Set exercise:
Write out the following items exactly as they appear, everything from the line containing "of the dark" down through the line containing "x=261 y=611", including both of those lines.
━━ Given information ━━
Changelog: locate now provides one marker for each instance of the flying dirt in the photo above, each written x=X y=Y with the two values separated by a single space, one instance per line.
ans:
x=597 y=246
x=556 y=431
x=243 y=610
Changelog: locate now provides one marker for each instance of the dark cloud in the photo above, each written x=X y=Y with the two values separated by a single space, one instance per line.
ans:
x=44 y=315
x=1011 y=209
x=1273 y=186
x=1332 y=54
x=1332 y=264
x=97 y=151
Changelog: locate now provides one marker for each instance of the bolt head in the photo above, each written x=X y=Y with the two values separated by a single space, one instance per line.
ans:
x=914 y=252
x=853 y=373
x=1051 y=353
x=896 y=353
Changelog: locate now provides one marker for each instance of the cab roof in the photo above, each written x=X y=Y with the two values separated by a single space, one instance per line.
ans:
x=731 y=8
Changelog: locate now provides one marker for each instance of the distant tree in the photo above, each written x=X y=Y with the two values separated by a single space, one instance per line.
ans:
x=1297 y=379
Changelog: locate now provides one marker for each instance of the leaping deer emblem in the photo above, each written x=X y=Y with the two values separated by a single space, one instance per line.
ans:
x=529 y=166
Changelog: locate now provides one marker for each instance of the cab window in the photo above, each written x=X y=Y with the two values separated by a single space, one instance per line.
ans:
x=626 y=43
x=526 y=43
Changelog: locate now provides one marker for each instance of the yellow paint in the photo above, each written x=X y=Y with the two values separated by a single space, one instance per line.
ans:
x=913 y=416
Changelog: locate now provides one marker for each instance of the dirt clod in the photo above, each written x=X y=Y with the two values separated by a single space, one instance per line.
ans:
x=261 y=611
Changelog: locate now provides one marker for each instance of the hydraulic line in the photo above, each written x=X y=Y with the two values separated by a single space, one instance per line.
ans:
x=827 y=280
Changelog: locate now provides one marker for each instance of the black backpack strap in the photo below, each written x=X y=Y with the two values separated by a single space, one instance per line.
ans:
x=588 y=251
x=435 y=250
━━━
Result for this exercise:
Changelog: locate now provides one marker for each instance of the dark cloud in the photo above, each written x=X y=Y with the two values separated by a single space, one instance per line.
ans:
x=44 y=315
x=1011 y=209
x=1273 y=186
x=1332 y=54
x=1332 y=264
x=97 y=151
Changelog: locate now provides one marker for each instance of the bolt head in the photo above, each written x=X y=Y with the two values separated by a single space, one instance per line.
ans:
x=914 y=252
x=853 y=373
x=1051 y=353
x=896 y=353
Changelog: locate now provides one marker for each instance of the cab roof in the photo above, each written x=X y=Y with the two values separated by a single space, one instance per line.
ans:
x=731 y=8
Changelog: locate now provides one marker for each instance of the distant tree in the photo above, each written x=X y=Y with the two values separated by a single space, one instance per line.
ans:
x=1297 y=379
Changelog: locate now provides one marker for each instance of the leaping deer emblem in the photo above, each written x=X y=Y with the two values separated by a single space, one instance per line.
ans:
x=529 y=166
Changelog: locate now provides one marker for each instance of the cab window in the photo above, each written x=X y=Y with the two values separated by a single space, one instance per line.
ans:
x=626 y=43
x=526 y=43
Changelog: locate now provides one marker for each instance of the yellow paint in the photo above, each written x=X y=Y with the two values separated by a single space, one instance per line.
ans:
x=913 y=416
Changelog: locate now provides one marker for each instance of the dirt clod in the photo above, each written x=X y=Y with the two values separated by a single space, one instance per line.
ans:
x=261 y=611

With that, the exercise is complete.